=== Listed records ===

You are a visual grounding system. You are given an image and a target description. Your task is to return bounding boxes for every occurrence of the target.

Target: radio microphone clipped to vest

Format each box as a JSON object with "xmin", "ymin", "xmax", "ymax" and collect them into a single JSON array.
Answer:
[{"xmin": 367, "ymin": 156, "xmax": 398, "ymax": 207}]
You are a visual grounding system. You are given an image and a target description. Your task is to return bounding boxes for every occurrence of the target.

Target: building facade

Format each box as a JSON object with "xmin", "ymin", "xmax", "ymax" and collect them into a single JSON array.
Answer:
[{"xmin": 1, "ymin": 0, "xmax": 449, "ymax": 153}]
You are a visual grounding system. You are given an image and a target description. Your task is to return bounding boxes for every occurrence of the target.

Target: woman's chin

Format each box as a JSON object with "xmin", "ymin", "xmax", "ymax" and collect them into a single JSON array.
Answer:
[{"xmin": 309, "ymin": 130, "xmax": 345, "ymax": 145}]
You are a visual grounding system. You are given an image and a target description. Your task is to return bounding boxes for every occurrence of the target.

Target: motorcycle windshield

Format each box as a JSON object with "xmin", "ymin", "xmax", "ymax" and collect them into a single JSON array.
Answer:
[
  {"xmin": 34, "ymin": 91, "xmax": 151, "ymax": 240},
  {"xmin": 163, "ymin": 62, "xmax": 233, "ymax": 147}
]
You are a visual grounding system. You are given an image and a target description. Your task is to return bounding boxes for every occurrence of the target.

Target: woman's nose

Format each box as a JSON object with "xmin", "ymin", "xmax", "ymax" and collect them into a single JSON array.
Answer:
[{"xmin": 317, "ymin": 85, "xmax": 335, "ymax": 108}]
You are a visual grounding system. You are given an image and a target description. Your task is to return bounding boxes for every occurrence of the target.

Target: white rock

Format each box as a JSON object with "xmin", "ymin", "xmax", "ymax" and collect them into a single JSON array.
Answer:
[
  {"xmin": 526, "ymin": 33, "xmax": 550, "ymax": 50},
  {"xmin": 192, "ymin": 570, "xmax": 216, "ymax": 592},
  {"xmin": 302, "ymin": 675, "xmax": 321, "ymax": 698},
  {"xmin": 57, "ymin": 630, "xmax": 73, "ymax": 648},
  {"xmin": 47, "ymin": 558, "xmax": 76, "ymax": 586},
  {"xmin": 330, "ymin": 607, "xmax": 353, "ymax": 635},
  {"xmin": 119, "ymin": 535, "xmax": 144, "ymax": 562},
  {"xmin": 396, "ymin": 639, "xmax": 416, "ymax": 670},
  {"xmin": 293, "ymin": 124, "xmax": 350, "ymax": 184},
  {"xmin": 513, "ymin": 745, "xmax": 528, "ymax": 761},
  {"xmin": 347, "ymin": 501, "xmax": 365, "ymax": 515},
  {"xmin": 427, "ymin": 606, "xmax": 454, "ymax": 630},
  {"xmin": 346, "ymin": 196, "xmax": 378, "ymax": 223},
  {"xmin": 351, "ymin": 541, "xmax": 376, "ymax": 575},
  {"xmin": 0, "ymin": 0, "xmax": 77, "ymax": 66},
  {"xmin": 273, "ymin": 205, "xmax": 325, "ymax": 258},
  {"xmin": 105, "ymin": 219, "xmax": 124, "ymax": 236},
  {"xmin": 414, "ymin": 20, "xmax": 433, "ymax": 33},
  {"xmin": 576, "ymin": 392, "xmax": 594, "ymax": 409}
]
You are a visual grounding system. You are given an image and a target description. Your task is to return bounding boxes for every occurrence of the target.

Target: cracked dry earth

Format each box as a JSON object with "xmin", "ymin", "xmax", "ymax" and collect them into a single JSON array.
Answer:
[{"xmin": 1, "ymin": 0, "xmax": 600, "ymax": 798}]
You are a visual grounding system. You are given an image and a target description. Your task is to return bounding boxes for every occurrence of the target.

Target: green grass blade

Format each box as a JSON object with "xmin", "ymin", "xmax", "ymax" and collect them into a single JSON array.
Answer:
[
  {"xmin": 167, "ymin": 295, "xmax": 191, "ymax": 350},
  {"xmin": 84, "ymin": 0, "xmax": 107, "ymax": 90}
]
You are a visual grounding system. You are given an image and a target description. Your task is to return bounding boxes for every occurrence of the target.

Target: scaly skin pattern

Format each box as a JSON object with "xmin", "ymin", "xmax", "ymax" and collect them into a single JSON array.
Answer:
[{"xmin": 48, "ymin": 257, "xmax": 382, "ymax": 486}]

===

> _Task directions_: Down to the last line, repeat the data exactly.

> _Output for this exercise_:
You are a visual grounding system. You are given an image and a target description. Your task is to return bounding boxes for every occurrence of the target.

Target: radio microphone clipped to vest

Format each box as a JSON object with "xmin", "ymin", "xmax", "ymax" and collect them into a single JSON array.
Answer:
[{"xmin": 367, "ymin": 156, "xmax": 398, "ymax": 207}]
You are a visual grounding system. You are given an image and a target description. Your task is to return bounding boxes for every occurrence of the target.

Target: building facade

Format each box as a JSON object with "xmin", "ymin", "xmax", "ymax" and collect them into a single JSON array.
Answer:
[{"xmin": 1, "ymin": 0, "xmax": 449, "ymax": 153}]
You are a visual grounding system. You are given an image and a target description. Your task is to return bounding boxes for every occurrence of the target.

Target: woman's chin

Format each box as a JSON object with "xmin", "ymin", "xmax", "ymax" and collect them into a single JSON array.
Answer:
[{"xmin": 309, "ymin": 130, "xmax": 345, "ymax": 145}]
You are a visual grounding system. You are given an image and a target description. Your task is to return bounding boxes for every occurrence of the target.

Target: motorcycle windshield

Format each box as a JSON object with "xmin", "ymin", "xmax", "ymax" and collect them into a single JSON array.
Answer:
[
  {"xmin": 34, "ymin": 91, "xmax": 151, "ymax": 240},
  {"xmin": 163, "ymin": 62, "xmax": 233, "ymax": 147}
]
You are a visual grounding system. You are given an image and a target description. Your task is to return bounding boxes for every occurrence of the target.

Target: woman's nose

Format each box as a JSON object with "xmin", "ymin", "xmax", "ymax" and collect them into a single JSON array.
Answer:
[{"xmin": 317, "ymin": 85, "xmax": 335, "ymax": 108}]
You are a visual grounding system. You are given an image and a target description. Your task is to return bounding boxes for every occurrence of the target.

Target: white rock

Format each box as a JSON object with "xmin", "ymin", "xmax", "ymax" and collect them into a single JSON array.
Answer:
[
  {"xmin": 526, "ymin": 33, "xmax": 550, "ymax": 50},
  {"xmin": 192, "ymin": 570, "xmax": 216, "ymax": 592},
  {"xmin": 302, "ymin": 675, "xmax": 321, "ymax": 698},
  {"xmin": 57, "ymin": 630, "xmax": 73, "ymax": 648},
  {"xmin": 47, "ymin": 558, "xmax": 76, "ymax": 586},
  {"xmin": 330, "ymin": 607, "xmax": 353, "ymax": 635},
  {"xmin": 119, "ymin": 535, "xmax": 144, "ymax": 562},
  {"xmin": 396, "ymin": 639, "xmax": 416, "ymax": 670},
  {"xmin": 293, "ymin": 124, "xmax": 350, "ymax": 184},
  {"xmin": 513, "ymin": 745, "xmax": 528, "ymax": 761},
  {"xmin": 347, "ymin": 501, "xmax": 365, "ymax": 515},
  {"xmin": 427, "ymin": 606, "xmax": 454, "ymax": 630},
  {"xmin": 346, "ymin": 196, "xmax": 378, "ymax": 223},
  {"xmin": 351, "ymin": 541, "xmax": 376, "ymax": 575},
  {"xmin": 0, "ymin": 0, "xmax": 77, "ymax": 66},
  {"xmin": 273, "ymin": 205, "xmax": 325, "ymax": 258},
  {"xmin": 105, "ymin": 219, "xmax": 124, "ymax": 236},
  {"xmin": 414, "ymin": 20, "xmax": 433, "ymax": 33},
  {"xmin": 576, "ymin": 392, "xmax": 594, "ymax": 409}
]
You are a visual grounding system. You are given an image and a target description. Your task is to return bounding boxes for every occurrence of the target.

Target: cracked dry earth

Format each box as a JSON object with "xmin", "ymin", "xmax", "ymax" and collect them into a single JSON array.
Answer:
[{"xmin": 1, "ymin": 0, "xmax": 600, "ymax": 798}]
You are a visual grounding system. You are given an image and a target description. Your task is to return bounding boxes for every occurrence of the target.

Target: green grass blade

Format each box as a JSON object with "xmin", "ymin", "xmax", "ymax" and collect them into a single JSON array.
Answer:
[
  {"xmin": 167, "ymin": 295, "xmax": 191, "ymax": 350},
  {"xmin": 84, "ymin": 0, "xmax": 107, "ymax": 90}
]
You are a visual grounding system. You are given an image and a target description. Your task is to return bounding boxes for every occurrence of the target.

Target: scaly skin pattern

Format each box as a JSON object with "xmin", "ymin", "xmax", "ymax" and collect them into a single JSON array.
Answer:
[{"xmin": 48, "ymin": 257, "xmax": 382, "ymax": 486}]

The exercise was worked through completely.